▶ _Written request A_: In the passage on distance education for teachers, in what year are the Guidelines for teacher education at a distance to be published?

1.1 Why the case studies UNESCO commissioned this set of case studies because of demands from Member States for guidance on implementing programmes of distance education for teachers. The studies are therefore intended to document experience on which to base the Guidelines for teacher education at a distance, a separate document from this, to be published in 2002.

More specifically we wanted to find out what open and distance learning was being used for in teacher education, how effectively it was working, and what methods it was using. In asking how effectively it was working, we wanted to examine its record in attacking the major problems confronting teacher education.

There are two kinds of question here: about effectiveness and about relevance. To gauge effectiveness we were looking for data on completion rates and comparative costs and for any indicators of effects on the work of teachers in the classroom or the community. To assess relevance we wanted to discover whether the initiatives were a significant, sustainable, part of the service of teacher education or a small, peripheral, activity with little chance of making any major impact on the problems.

If open and distance learning for teachers is effective, and working on a big enough scale to be actually or potentially significant, then it is worth going on to ask how it is managed. We therefore went on to ask about the curriculum of open and distance learning initiatives, and the extent to which this matches that of other forms of teacher education and professional development. We also looked at organisational structures, and the kinds of organisations that provide teacher-education programmes, and the different patterns of funding. We looked at the technologies, ranging from print to computers, and the relationship between work done through the technologies and work done face-to-face, including all-important issues about classroom practice.

1.2 Educational needs and problems Many countries still do not have enough teachers. In some, the expansion needed in the teaching force is far beyond the capacity of traditional colleges. The supply of teachers is also adversely affected in countries where retention rates are low for newly trained teachers or where significant numbers of teachers are being lost through HIV-AIDS or in rural areas which have difficulties in recruiting and retaining teachers.

Teacher quality is an issue in most countries. Many teachers are untrained or underqualified or teaching subjects in which they are not qualified or trained. In addition, teachers face a widening range of demands and roles. National governments, international organisations and specific circumstances continually set new goals: gender parity by 2005 and universal basic education by 2015; inclusive education; education for democracy, peace and social cohesion; multi-grade teaching; increased accountability for achieving learning targets; the development of learners who are self-managing and independent, skilled in critical thinking and problem solving, equipped with life-skills; the preparation of learners who are competent for knowledge-based economies, capable in the use of information technology; and the expansion of teachers’ roles to include social work in communities where child-headed households and orphans are common as a result of HIV-AIDS.

▶ _Written request B_: Starting at the first line of the listing below and ending at the line that contains "[455,49,763,749]", write out those lines of the listing again in full, requests included, and shift every bounding box coordinate in the answers up by 41. Give only those lines.

▶ _Data for the task_:
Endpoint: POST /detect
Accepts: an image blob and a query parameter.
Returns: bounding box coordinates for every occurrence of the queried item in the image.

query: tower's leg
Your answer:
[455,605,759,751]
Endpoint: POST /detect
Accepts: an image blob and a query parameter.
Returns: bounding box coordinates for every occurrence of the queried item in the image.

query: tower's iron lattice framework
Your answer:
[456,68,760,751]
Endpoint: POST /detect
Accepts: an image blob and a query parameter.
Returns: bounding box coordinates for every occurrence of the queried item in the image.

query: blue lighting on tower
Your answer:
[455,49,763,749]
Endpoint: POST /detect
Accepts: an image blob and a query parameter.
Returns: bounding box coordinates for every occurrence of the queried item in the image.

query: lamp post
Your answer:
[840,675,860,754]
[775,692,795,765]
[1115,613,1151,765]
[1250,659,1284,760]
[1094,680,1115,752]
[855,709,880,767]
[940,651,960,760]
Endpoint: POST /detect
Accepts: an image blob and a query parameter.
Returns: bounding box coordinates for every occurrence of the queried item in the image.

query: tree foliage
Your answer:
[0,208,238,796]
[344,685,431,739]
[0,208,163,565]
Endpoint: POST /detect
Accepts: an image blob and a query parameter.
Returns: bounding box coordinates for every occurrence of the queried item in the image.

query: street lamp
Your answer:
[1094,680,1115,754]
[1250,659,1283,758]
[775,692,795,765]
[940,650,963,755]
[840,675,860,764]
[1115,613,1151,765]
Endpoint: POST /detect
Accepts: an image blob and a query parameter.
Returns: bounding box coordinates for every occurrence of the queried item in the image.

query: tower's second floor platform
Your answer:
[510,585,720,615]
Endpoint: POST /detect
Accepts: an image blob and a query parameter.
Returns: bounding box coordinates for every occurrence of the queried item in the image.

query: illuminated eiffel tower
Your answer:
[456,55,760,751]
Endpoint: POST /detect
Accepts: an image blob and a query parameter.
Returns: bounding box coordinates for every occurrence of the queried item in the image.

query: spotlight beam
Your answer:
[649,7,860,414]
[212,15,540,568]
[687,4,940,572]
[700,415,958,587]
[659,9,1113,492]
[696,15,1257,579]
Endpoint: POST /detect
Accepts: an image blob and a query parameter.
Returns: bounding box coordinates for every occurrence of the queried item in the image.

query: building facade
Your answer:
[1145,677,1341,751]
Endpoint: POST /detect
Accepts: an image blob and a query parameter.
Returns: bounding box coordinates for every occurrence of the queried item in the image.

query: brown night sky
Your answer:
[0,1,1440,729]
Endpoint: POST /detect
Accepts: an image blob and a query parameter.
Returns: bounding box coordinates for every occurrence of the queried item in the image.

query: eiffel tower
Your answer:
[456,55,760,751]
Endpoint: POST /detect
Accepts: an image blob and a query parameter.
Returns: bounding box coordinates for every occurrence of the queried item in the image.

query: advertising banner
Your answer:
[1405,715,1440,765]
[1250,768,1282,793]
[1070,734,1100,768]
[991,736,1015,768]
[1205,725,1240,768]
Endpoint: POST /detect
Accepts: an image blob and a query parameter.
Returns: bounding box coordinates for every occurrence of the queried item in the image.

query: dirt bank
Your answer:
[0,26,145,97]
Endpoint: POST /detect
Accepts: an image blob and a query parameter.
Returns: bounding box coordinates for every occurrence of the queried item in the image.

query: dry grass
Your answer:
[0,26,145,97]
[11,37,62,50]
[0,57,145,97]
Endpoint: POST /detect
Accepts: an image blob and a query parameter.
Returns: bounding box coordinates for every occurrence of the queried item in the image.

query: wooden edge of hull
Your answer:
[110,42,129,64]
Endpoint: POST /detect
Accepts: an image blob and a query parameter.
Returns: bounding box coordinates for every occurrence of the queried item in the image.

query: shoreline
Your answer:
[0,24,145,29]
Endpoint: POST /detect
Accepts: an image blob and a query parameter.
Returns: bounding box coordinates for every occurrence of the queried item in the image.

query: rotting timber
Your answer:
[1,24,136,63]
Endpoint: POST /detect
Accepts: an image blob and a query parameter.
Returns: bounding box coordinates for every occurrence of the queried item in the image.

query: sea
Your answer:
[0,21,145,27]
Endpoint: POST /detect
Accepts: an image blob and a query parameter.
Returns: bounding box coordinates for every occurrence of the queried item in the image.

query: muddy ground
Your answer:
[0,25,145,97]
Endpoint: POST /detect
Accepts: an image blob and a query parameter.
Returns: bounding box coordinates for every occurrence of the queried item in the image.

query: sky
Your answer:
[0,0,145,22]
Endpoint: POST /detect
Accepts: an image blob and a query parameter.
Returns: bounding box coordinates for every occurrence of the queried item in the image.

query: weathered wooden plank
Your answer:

▶ _Expected output A_: 2002

▶ _Expected output B_:
Endpoint: POST /detect
Accepts: an image blob and a query parameter.
Returns: bounding box coordinates for every occurrence of the queried item in the image.

query: tower's leg
Your answer:
[496,646,800,792]
Endpoint: POST /detect
Accepts: an image blob and a query parameter.
Returns: bounding box coordinates for every occurrence of the queried item in the image.

query: tower's iron lattice framework
Your answer:
[497,109,801,792]
Endpoint: POST /detect
Accepts: an image blob and a query parameter.
Returns: bounding box coordinates for every occurrence of the queried item in the image.

query: blue lighting on tower
Your answer:
[496,90,804,790]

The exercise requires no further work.